- REQUEST
Collect every line in the items below that contains the string "rose". Matching is case-sensitive.

Object pointing dataset items
= = = = =
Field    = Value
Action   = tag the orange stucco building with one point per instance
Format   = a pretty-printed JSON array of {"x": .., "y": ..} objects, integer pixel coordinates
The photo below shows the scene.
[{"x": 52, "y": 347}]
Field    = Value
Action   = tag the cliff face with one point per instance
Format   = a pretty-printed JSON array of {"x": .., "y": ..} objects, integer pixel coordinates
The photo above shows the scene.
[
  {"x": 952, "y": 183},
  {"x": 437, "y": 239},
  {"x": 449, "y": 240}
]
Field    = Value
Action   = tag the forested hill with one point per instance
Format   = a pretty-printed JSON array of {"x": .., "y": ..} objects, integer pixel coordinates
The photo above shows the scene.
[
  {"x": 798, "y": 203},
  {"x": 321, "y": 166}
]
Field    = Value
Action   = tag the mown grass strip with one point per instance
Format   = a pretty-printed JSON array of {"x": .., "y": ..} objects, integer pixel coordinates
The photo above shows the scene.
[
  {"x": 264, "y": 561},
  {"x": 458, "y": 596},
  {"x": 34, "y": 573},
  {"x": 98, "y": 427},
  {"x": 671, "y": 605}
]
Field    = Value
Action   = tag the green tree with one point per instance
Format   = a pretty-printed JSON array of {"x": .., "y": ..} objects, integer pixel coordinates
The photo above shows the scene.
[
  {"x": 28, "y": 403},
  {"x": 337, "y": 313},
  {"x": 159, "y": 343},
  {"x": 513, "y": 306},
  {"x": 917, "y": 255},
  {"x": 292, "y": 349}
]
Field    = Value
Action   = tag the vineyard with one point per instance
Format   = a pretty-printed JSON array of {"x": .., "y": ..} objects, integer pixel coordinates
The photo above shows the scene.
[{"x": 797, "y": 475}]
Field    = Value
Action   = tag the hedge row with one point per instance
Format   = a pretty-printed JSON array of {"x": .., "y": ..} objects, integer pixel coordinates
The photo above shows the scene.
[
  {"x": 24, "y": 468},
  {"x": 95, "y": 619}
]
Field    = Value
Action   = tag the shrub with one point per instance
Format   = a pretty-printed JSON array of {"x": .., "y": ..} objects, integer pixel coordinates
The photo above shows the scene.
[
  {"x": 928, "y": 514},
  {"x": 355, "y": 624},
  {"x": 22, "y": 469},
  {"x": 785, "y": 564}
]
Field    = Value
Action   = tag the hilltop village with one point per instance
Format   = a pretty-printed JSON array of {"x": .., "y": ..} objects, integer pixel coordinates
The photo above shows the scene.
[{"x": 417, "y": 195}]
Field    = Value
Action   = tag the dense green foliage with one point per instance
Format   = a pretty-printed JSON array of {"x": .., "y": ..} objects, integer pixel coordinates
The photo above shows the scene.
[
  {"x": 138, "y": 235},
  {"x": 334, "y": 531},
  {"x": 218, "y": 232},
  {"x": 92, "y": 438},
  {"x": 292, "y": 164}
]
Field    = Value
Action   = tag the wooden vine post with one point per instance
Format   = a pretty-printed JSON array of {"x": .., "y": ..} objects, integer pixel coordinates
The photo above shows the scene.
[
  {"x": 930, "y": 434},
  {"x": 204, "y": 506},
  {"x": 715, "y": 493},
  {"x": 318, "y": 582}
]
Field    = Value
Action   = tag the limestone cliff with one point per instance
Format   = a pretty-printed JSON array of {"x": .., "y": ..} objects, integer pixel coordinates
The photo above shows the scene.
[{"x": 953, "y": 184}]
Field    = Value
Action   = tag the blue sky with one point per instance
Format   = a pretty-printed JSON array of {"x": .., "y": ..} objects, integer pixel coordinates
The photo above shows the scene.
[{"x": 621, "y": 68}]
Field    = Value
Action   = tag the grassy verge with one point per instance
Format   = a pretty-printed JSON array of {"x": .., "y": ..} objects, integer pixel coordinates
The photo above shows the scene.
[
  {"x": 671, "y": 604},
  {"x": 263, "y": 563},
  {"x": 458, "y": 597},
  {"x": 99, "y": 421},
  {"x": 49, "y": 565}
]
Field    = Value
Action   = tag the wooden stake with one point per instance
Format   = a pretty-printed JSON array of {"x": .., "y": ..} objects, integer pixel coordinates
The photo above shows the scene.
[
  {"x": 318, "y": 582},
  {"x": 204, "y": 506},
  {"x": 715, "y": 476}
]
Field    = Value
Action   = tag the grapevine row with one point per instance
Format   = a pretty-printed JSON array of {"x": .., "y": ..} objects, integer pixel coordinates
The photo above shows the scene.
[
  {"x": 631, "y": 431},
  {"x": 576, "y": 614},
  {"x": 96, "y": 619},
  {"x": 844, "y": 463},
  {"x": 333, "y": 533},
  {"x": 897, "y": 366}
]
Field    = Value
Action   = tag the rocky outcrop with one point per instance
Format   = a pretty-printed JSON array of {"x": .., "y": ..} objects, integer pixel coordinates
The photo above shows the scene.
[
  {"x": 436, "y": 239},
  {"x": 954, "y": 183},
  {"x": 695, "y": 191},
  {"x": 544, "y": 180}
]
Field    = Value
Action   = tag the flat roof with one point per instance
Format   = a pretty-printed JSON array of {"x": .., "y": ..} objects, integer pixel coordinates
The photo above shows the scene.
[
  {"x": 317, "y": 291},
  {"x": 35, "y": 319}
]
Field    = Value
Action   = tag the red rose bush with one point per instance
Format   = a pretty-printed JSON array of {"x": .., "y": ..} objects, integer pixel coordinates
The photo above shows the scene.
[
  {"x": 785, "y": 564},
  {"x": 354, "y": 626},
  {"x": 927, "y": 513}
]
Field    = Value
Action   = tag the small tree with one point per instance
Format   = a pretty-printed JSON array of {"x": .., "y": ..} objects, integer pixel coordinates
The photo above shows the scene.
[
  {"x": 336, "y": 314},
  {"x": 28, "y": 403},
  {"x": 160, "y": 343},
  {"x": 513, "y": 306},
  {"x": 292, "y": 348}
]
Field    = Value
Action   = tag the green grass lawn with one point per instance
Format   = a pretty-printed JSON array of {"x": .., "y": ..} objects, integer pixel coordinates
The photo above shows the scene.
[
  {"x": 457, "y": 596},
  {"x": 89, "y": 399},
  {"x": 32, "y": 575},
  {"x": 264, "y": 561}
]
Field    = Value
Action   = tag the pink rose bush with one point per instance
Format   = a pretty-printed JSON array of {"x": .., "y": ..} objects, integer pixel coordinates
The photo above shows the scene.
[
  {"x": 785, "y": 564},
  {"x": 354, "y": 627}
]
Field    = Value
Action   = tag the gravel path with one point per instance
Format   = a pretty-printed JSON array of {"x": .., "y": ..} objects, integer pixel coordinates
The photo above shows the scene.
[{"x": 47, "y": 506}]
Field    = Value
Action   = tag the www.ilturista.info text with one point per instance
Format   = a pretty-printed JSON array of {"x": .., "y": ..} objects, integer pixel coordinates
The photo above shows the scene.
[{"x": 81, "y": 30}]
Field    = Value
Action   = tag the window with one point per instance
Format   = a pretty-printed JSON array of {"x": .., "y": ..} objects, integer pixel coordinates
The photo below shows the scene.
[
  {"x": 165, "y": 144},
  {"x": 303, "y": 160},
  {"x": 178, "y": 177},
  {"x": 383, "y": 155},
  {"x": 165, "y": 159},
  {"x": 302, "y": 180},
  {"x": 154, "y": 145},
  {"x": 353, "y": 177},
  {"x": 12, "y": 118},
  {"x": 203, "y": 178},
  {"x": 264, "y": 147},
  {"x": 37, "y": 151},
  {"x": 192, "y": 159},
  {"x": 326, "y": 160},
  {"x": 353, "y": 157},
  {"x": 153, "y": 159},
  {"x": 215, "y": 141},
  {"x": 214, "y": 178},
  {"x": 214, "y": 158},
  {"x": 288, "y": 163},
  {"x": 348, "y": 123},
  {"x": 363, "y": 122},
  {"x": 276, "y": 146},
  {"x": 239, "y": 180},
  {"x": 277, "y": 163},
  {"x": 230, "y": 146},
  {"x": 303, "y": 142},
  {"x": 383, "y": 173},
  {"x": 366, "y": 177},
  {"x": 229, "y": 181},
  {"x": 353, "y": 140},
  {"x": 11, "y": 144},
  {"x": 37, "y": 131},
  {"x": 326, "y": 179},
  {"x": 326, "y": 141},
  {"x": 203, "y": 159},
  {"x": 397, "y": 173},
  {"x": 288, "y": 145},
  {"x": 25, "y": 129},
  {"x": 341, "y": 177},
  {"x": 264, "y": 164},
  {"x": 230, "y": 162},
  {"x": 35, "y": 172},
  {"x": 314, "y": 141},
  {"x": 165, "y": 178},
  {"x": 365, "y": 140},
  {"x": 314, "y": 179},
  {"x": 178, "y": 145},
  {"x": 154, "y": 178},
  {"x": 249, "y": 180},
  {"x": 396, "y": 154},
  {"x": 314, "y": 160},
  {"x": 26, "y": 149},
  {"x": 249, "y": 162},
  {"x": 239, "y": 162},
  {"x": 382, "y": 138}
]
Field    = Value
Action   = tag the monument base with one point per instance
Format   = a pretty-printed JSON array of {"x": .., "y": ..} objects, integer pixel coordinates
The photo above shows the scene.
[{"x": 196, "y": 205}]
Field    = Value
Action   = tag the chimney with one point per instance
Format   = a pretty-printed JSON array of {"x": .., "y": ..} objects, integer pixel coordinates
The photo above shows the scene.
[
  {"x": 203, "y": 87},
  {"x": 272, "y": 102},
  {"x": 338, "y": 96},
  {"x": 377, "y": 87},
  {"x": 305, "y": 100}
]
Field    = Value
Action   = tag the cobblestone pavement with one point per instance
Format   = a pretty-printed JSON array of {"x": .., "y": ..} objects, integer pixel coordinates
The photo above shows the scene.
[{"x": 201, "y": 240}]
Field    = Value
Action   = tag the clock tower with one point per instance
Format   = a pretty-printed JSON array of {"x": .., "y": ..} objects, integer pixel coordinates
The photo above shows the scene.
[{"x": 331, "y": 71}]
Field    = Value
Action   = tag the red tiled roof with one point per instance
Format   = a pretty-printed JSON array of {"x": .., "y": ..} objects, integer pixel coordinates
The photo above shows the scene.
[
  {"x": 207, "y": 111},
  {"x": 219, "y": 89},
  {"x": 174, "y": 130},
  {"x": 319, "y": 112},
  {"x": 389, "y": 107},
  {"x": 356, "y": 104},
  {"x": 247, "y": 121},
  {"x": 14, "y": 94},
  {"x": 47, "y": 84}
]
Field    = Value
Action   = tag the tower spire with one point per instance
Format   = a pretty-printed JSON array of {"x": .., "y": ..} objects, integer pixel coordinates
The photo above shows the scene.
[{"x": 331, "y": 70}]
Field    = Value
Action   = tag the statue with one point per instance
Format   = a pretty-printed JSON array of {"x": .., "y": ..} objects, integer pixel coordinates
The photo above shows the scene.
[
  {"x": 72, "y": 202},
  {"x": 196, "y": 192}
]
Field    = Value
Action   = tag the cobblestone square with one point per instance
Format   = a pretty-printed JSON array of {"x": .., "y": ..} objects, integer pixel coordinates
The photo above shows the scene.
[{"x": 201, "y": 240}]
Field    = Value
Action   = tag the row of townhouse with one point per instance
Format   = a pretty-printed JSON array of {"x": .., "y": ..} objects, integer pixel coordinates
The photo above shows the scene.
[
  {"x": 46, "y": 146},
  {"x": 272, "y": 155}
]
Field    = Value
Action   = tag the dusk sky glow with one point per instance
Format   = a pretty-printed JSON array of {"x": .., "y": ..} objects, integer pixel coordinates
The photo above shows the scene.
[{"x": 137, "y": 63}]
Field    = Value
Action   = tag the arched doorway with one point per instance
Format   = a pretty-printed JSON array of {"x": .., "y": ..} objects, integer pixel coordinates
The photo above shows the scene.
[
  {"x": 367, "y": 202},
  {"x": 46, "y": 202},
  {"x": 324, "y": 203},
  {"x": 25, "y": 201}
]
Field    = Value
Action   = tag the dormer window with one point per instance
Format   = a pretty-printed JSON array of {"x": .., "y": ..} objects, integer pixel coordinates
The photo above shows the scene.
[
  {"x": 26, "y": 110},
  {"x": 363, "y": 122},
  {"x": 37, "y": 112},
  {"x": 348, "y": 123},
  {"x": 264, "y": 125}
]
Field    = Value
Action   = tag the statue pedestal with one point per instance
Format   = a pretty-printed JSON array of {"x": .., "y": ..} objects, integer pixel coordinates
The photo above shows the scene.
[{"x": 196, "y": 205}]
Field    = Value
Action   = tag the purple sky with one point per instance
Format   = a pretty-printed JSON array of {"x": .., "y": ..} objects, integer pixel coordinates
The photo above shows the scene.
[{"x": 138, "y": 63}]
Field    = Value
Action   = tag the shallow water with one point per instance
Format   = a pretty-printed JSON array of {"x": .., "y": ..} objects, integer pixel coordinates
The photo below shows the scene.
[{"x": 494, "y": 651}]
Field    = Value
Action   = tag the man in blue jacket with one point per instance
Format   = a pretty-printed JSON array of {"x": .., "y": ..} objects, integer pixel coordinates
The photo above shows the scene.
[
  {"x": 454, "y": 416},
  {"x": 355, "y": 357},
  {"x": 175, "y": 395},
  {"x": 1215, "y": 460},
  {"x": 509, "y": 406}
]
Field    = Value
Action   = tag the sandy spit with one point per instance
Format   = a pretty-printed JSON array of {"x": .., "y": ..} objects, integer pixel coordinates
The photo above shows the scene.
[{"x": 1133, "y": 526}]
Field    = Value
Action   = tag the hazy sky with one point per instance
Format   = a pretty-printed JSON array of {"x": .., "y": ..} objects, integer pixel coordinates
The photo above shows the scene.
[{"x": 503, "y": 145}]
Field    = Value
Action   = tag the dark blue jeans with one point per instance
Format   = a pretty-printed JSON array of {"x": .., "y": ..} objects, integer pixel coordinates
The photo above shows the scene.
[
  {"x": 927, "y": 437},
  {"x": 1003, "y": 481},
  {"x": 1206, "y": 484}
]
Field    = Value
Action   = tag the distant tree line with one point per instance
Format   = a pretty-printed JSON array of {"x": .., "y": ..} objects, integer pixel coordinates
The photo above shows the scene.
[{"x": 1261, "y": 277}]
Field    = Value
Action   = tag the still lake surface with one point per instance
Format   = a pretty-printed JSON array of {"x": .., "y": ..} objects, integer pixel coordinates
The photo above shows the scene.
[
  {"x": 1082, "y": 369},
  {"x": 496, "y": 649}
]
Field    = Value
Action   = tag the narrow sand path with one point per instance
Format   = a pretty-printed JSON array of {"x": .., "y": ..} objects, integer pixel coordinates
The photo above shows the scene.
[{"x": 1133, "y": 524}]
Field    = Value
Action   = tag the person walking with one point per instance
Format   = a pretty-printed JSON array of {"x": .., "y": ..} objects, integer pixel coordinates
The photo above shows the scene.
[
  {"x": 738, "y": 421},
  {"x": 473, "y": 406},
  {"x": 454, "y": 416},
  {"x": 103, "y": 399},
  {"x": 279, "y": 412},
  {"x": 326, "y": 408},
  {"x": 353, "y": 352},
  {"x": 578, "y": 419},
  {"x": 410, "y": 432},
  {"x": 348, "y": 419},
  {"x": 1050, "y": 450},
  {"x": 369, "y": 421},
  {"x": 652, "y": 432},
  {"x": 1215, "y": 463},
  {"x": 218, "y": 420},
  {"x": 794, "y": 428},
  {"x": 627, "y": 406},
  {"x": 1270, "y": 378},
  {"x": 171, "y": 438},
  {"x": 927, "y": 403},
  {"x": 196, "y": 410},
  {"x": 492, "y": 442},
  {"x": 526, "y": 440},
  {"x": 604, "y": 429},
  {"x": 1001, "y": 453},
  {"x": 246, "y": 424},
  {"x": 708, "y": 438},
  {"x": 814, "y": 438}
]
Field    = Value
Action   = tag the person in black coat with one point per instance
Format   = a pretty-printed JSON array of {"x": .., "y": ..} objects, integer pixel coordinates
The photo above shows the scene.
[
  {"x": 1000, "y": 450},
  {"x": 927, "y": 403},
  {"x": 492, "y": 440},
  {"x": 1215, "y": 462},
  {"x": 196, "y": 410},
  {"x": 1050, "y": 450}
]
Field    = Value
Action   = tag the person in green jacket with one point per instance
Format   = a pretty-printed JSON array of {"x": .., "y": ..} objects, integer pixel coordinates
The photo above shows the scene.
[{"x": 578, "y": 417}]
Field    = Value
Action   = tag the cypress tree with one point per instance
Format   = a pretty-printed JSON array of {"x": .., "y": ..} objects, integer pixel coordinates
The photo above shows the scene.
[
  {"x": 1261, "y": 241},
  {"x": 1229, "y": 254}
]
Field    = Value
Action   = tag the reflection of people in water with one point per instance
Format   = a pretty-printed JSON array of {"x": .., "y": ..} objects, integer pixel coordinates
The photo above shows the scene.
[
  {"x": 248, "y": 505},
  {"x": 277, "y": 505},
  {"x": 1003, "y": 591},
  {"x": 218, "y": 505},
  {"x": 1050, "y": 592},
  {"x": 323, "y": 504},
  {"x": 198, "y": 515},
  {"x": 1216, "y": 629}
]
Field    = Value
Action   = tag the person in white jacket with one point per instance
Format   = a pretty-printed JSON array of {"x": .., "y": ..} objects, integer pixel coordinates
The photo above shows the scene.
= = = = =
- FINAL RESULT
Action   = tag the red rose bush with one point per instance
Action   = tag the pink rose bush with one point per instance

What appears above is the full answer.